### Exercise details
Pick out every line in the records below that contains the word "leaf" and copy each one.

### Stored rows
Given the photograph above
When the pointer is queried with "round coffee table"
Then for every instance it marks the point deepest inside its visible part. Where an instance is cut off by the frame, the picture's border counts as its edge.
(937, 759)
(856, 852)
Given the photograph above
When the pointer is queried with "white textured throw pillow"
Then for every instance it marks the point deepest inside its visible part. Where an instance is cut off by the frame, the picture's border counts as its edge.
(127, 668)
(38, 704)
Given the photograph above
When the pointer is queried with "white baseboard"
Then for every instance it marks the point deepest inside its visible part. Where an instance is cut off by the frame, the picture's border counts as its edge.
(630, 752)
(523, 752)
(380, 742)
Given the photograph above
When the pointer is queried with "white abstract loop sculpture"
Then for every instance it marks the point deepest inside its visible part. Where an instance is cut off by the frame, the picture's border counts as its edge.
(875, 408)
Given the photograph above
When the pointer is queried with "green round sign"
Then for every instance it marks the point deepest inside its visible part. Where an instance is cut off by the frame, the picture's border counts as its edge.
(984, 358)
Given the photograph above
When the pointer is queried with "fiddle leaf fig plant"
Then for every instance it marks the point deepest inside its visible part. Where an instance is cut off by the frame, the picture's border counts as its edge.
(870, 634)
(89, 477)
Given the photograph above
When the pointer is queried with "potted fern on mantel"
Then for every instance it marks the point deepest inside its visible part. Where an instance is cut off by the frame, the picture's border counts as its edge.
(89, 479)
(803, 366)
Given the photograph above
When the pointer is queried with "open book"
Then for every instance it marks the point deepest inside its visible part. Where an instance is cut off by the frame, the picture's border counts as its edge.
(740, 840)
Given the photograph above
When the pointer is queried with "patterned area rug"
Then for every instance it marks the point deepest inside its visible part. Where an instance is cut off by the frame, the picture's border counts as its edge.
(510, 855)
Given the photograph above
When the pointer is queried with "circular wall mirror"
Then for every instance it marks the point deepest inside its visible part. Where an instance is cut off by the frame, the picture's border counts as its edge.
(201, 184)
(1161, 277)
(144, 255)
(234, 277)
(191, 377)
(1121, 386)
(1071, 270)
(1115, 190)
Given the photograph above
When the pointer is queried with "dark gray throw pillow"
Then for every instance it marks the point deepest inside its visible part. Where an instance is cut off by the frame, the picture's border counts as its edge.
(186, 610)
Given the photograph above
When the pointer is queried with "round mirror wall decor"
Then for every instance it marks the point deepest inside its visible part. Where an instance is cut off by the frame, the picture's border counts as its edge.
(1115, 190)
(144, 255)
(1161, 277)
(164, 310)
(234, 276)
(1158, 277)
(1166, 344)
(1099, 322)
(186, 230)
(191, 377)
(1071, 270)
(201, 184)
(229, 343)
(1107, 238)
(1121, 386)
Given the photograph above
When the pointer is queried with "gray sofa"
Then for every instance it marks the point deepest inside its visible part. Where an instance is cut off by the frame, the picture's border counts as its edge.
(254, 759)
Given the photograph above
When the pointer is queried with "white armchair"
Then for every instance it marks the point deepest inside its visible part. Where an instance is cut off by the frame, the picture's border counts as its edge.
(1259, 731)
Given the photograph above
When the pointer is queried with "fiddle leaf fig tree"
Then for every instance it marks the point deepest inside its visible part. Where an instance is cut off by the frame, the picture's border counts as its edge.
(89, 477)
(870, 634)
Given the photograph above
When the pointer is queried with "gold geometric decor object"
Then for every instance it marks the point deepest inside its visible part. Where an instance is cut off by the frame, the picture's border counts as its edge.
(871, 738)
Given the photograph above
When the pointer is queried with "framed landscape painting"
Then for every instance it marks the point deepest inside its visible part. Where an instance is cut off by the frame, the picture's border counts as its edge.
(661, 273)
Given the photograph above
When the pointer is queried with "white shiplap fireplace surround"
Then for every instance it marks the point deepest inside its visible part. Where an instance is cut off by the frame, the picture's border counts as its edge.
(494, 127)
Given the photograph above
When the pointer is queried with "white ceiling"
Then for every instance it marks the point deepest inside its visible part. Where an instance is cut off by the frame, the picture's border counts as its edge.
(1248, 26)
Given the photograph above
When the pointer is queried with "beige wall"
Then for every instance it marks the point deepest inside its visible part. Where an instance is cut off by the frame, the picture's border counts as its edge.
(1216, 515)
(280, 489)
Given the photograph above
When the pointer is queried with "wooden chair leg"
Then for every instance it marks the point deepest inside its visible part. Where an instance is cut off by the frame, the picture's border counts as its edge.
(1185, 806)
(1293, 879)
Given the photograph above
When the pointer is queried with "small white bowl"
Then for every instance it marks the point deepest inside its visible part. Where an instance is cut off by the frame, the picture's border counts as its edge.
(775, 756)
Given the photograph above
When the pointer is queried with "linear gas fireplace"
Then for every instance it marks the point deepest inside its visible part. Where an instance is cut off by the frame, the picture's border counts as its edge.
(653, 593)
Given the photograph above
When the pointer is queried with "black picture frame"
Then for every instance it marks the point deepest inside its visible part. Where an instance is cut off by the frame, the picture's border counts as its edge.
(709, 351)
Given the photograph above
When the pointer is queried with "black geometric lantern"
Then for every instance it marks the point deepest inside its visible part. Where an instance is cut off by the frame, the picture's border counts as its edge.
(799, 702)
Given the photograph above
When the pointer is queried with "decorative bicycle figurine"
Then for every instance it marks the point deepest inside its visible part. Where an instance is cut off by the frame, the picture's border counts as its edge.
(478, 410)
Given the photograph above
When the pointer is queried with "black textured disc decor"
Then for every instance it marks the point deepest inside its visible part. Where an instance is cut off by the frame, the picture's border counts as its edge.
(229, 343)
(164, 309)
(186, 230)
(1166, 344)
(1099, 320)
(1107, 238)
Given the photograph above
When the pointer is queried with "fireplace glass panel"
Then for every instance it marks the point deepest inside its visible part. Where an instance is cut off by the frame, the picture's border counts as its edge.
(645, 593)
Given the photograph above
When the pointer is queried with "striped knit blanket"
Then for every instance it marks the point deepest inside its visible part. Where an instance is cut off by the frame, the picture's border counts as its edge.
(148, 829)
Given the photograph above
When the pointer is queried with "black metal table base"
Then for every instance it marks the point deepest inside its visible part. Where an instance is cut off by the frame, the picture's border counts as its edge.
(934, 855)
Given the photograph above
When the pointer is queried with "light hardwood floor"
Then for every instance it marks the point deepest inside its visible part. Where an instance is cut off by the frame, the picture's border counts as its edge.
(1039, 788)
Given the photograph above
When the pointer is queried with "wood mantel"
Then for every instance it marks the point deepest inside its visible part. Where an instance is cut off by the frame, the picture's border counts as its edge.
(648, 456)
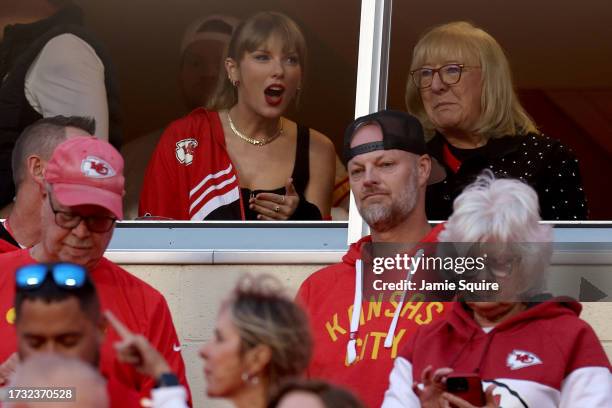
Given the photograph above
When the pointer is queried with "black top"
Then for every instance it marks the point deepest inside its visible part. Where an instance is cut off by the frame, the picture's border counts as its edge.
(544, 163)
(300, 176)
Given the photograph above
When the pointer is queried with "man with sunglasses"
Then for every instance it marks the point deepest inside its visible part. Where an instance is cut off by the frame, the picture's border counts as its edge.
(57, 311)
(82, 199)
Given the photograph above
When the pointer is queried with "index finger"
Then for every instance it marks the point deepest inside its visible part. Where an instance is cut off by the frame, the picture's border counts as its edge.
(119, 327)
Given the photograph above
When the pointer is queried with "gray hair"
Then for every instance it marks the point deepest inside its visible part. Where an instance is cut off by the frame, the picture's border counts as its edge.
(503, 211)
(502, 113)
(42, 137)
(57, 371)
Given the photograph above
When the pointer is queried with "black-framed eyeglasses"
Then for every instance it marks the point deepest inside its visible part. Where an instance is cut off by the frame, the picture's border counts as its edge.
(65, 275)
(449, 74)
(69, 220)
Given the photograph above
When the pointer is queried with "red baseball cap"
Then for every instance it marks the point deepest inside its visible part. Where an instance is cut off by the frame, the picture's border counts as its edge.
(87, 170)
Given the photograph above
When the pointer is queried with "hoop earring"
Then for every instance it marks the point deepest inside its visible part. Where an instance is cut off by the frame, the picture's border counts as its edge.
(247, 379)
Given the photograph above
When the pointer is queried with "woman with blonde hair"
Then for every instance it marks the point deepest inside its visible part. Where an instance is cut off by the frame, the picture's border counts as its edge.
(261, 339)
(461, 89)
(240, 158)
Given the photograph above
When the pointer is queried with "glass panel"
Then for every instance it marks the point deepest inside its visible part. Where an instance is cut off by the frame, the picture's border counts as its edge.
(147, 56)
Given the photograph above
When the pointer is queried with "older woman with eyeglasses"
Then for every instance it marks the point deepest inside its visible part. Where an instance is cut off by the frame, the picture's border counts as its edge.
(524, 348)
(461, 89)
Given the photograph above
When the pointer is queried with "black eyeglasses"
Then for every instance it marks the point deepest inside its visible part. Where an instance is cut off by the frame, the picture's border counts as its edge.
(69, 220)
(449, 74)
(65, 275)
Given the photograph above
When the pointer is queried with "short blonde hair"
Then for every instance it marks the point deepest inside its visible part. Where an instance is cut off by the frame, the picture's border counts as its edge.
(501, 111)
(248, 37)
(264, 314)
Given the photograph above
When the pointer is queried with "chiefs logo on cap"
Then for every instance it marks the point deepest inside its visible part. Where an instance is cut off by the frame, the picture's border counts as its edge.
(185, 150)
(96, 167)
(521, 359)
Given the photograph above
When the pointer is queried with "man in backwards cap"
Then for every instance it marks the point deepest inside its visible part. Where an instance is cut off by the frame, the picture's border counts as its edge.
(355, 341)
(82, 193)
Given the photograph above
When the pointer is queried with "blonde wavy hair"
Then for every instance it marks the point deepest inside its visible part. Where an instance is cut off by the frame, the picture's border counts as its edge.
(248, 37)
(264, 314)
(501, 111)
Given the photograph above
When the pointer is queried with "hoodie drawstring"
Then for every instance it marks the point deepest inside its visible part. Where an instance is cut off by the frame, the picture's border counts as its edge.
(400, 305)
(351, 348)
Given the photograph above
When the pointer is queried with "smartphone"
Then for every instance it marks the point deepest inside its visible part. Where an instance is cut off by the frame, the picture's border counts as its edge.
(466, 386)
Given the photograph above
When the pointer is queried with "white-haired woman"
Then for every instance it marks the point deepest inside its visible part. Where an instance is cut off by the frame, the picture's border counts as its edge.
(529, 351)
(461, 89)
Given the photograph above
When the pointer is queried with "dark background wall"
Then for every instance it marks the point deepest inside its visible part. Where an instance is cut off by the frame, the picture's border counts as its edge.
(560, 52)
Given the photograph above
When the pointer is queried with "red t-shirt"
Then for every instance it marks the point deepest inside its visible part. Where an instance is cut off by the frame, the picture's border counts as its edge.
(328, 295)
(138, 305)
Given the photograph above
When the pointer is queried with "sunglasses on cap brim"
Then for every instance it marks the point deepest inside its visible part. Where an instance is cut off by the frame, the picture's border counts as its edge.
(65, 275)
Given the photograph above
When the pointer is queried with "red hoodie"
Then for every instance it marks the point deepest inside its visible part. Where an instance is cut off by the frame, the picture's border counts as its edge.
(545, 356)
(328, 296)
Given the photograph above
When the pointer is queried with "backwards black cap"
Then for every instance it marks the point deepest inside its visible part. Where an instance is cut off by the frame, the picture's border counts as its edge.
(400, 131)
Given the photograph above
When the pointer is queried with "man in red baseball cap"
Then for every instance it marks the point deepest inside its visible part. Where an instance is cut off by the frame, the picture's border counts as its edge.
(82, 199)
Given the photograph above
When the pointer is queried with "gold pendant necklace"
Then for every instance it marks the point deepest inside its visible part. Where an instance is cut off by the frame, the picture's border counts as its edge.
(250, 140)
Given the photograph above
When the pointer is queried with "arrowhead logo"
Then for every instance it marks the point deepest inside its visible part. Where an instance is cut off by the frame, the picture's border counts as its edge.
(185, 150)
(521, 359)
(96, 167)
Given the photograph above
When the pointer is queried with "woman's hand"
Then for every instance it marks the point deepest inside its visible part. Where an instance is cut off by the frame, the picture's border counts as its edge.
(276, 207)
(432, 387)
(461, 403)
(136, 350)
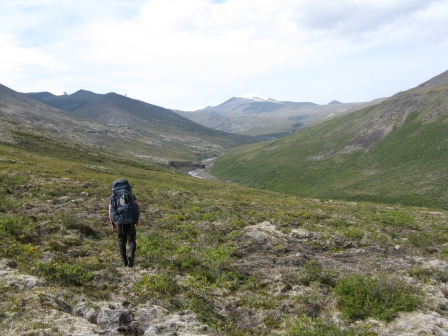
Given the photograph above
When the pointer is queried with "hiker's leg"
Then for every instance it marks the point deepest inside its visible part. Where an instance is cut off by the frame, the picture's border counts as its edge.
(122, 237)
(132, 245)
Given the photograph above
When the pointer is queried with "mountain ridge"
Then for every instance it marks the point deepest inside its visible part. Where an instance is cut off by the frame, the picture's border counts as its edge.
(144, 131)
(391, 152)
(266, 117)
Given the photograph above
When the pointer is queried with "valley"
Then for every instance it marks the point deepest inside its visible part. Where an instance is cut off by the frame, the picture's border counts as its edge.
(336, 229)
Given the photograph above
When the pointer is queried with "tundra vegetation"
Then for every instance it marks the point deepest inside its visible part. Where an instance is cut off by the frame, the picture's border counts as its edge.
(246, 261)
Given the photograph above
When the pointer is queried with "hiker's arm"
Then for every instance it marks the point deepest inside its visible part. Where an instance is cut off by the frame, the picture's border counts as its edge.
(138, 206)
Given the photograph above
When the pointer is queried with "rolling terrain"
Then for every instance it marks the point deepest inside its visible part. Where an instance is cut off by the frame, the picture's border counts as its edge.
(119, 124)
(392, 152)
(266, 117)
(213, 258)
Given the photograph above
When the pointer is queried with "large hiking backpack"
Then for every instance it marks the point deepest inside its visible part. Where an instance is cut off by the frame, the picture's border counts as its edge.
(124, 209)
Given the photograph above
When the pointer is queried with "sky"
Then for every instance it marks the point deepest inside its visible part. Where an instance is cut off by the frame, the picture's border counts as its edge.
(188, 54)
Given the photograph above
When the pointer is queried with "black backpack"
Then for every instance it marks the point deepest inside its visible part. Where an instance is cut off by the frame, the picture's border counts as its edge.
(124, 209)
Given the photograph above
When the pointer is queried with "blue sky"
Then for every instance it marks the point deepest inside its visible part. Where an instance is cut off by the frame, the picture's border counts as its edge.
(187, 54)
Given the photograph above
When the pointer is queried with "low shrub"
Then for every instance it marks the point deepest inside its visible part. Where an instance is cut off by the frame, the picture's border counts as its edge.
(315, 273)
(305, 325)
(428, 274)
(157, 285)
(362, 296)
(63, 273)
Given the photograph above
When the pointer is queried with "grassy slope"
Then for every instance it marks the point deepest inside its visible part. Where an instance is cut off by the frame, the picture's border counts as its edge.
(408, 166)
(53, 224)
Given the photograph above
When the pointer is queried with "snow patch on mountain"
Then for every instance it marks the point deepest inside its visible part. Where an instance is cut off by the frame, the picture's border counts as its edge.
(255, 97)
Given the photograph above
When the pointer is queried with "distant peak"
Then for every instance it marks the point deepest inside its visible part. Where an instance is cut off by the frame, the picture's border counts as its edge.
(255, 97)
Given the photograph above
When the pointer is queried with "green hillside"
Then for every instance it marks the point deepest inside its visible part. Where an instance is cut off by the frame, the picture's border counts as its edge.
(393, 152)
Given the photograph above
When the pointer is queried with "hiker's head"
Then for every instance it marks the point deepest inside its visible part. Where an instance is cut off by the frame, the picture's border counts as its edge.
(120, 182)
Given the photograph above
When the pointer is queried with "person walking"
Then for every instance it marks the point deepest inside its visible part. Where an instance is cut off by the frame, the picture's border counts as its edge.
(124, 214)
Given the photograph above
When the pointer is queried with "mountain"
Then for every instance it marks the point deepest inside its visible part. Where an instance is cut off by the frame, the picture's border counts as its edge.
(120, 124)
(266, 117)
(213, 258)
(392, 152)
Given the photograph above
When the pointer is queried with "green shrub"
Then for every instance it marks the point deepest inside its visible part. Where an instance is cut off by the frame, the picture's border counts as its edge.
(315, 273)
(157, 285)
(381, 297)
(64, 273)
(20, 229)
(428, 274)
(306, 326)
(73, 223)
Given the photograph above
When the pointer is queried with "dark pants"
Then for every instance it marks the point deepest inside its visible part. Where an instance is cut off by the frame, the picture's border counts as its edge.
(126, 234)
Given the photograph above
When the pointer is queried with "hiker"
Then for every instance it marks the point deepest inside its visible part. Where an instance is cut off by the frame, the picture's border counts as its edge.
(124, 213)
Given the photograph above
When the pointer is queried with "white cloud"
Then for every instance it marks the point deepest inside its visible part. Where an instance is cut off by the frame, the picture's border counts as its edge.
(179, 53)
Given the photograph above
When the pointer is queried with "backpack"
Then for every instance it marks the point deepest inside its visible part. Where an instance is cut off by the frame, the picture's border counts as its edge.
(124, 209)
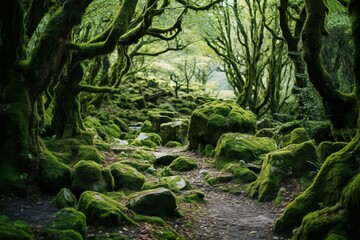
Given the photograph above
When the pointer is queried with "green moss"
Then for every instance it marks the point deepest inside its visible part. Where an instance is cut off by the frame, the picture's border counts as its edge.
(14, 229)
(90, 175)
(137, 164)
(69, 219)
(183, 163)
(65, 198)
(165, 171)
(126, 177)
(320, 223)
(211, 120)
(147, 203)
(174, 183)
(101, 210)
(146, 127)
(281, 165)
(209, 150)
(54, 175)
(173, 144)
(234, 147)
(150, 219)
(327, 148)
(194, 196)
(217, 120)
(241, 174)
(86, 152)
(62, 234)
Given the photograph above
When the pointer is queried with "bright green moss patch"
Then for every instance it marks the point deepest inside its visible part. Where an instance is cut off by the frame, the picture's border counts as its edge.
(14, 229)
(126, 177)
(234, 147)
(278, 166)
(65, 198)
(90, 175)
(87, 152)
(101, 210)
(241, 174)
(174, 183)
(211, 120)
(54, 175)
(183, 163)
(68, 219)
(147, 203)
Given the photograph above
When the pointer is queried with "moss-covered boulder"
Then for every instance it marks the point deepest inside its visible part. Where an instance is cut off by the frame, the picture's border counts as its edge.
(68, 219)
(101, 210)
(327, 148)
(90, 175)
(165, 159)
(211, 120)
(241, 174)
(54, 174)
(234, 147)
(174, 131)
(151, 140)
(293, 161)
(89, 153)
(298, 135)
(173, 183)
(147, 203)
(173, 144)
(64, 198)
(126, 177)
(146, 127)
(14, 229)
(158, 117)
(183, 163)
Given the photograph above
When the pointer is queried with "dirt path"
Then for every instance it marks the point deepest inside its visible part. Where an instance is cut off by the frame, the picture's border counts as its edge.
(224, 216)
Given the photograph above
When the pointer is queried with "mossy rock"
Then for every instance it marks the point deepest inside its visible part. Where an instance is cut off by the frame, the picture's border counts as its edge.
(183, 163)
(151, 140)
(218, 178)
(209, 150)
(86, 152)
(55, 234)
(64, 198)
(174, 131)
(90, 175)
(293, 161)
(166, 159)
(68, 219)
(211, 120)
(101, 210)
(298, 135)
(139, 165)
(173, 183)
(173, 144)
(266, 132)
(54, 175)
(159, 117)
(194, 196)
(322, 223)
(147, 203)
(126, 177)
(234, 147)
(241, 174)
(327, 148)
(146, 127)
(14, 229)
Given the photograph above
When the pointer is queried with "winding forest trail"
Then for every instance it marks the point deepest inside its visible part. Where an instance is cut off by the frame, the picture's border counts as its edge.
(223, 216)
(226, 216)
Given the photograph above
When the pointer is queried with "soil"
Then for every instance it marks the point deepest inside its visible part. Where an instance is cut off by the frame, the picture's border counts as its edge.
(226, 215)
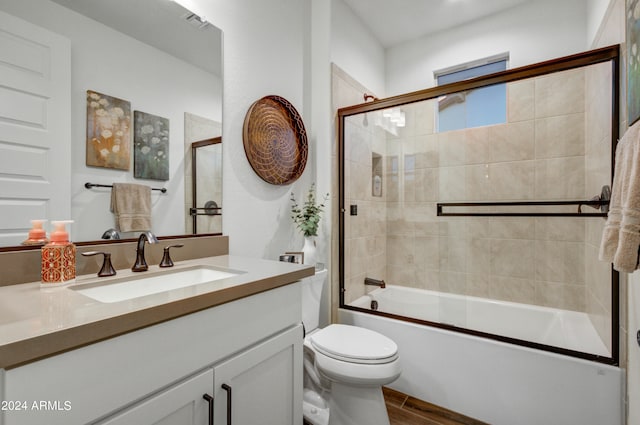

### The solution
When the pointer is queried with "fiddle leaf fig plant"
When the pointer is queried with "fiddle leaf fig tree"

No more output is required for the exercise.